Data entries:
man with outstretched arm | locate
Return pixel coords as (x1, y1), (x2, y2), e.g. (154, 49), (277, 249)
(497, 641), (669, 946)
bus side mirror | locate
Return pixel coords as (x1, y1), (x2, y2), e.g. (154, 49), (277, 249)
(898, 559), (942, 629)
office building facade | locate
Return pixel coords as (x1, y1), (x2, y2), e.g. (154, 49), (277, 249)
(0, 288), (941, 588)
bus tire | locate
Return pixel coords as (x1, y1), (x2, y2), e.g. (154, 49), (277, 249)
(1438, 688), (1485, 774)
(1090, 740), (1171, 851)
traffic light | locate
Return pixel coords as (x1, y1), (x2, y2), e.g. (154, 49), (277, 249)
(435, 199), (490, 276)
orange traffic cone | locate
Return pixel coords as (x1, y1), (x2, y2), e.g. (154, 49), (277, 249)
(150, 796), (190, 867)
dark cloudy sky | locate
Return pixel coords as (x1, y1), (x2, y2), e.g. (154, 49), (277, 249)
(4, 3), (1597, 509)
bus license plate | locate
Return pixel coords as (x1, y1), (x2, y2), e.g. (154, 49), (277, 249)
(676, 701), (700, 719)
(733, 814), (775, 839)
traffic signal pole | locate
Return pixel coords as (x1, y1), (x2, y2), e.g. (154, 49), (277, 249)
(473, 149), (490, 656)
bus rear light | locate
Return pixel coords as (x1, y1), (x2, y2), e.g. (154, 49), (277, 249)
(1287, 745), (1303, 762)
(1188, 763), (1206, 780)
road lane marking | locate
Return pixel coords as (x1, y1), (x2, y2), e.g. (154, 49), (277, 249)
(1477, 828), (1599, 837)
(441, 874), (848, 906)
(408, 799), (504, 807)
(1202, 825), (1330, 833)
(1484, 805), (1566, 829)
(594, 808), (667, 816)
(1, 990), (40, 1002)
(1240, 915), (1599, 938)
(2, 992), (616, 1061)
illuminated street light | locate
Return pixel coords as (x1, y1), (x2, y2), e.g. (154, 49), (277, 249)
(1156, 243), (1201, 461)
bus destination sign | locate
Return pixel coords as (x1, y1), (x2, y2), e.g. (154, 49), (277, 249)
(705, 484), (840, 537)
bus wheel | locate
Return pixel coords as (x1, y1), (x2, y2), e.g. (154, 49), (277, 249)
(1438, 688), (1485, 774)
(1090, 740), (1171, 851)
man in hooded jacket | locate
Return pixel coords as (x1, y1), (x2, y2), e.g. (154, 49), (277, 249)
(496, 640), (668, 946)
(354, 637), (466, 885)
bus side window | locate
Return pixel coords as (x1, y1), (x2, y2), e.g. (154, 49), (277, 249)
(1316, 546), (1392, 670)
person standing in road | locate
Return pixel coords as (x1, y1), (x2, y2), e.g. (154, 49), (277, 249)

What to produce - Every line of the data should be copied exactly.

Answer to this task -
man with outstretched arm | locate
Return pixel coords as (x1, y1), (x2, y2), e.g. (154, 49), (277, 249)
(497, 641), (669, 946)
bus side mirror | locate
Return pixel coords as (x1, y1), (x2, y2), e.g. (154, 49), (277, 249)
(898, 559), (942, 629)
office building facade | locate
Return pixel coords as (x1, y1), (x2, y2), e.g. (154, 49), (277, 249)
(0, 288), (941, 588)
bus tire | locate
Return pixel coords as (x1, y1), (x2, y2), e.g. (154, 49), (277, 249)
(1438, 688), (1485, 774)
(1090, 740), (1171, 851)
traffic light | locate
Return pixel coords as (x1, y1), (x2, y2), e.g. (154, 49), (277, 249)
(435, 199), (490, 276)
orange traffic cone | locate
Return pixel coords as (x1, y1), (x2, y2), e.g. (154, 49), (277, 249)
(150, 796), (190, 867)
dark cloudy sky | locate
Return pixel coords as (x1, y1), (x2, y2), e.g. (154, 49), (277, 249)
(4, 3), (1597, 509)
bus license plate | locate
Return pixel coords as (x1, y1), (x2, y2), e.g. (154, 49), (277, 249)
(676, 701), (700, 719)
(733, 814), (775, 839)
traffic signal pole | locate
Return pixel coords as (x1, y1), (x2, y2), e.g. (154, 49), (277, 249)
(473, 149), (490, 656)
bus rear light | locate
Return pixel coords as (x1, y1), (x2, y2), e.g. (154, 49), (277, 249)
(1287, 745), (1303, 762)
(1188, 763), (1206, 780)
road lane marking | locate
Return pixel coords as (x1, y1), (x2, y2), e.g. (154, 49), (277, 249)
(1477, 828), (1599, 837)
(441, 874), (848, 906)
(408, 799), (504, 807)
(1202, 825), (1330, 833)
(1484, 805), (1566, 829)
(594, 808), (667, 816)
(1, 990), (40, 1002)
(1240, 915), (1599, 938)
(2, 992), (616, 1061)
illuminated street light | locate
Return pixel coords as (x1, y1), (x2, y2), e.g. (154, 49), (277, 249)
(1156, 243), (1201, 461)
bus destination sign | locate
Return pixel coords as (x1, y1), (x2, y2), e.g. (154, 49), (277, 249)
(705, 484), (840, 537)
bus wheel | locate
Return pixel coords as (x1, y1), (x2, y2), e.g. (154, 49), (277, 249)
(1438, 688), (1485, 774)
(1090, 740), (1171, 851)
man in hooded jacket | locate
Return pixel coords as (x1, y1), (x2, y2), e.g. (154, 49), (277, 249)
(496, 640), (668, 946)
(354, 637), (466, 885)
bus side window | locate
Return pixel coords as (x1, y1), (x2, y2), e.g. (154, 49), (277, 249)
(1316, 546), (1392, 670)
person standing in road | locate
Return pixel coords as (x1, y1), (x2, y2), e.g. (154, 49), (277, 249)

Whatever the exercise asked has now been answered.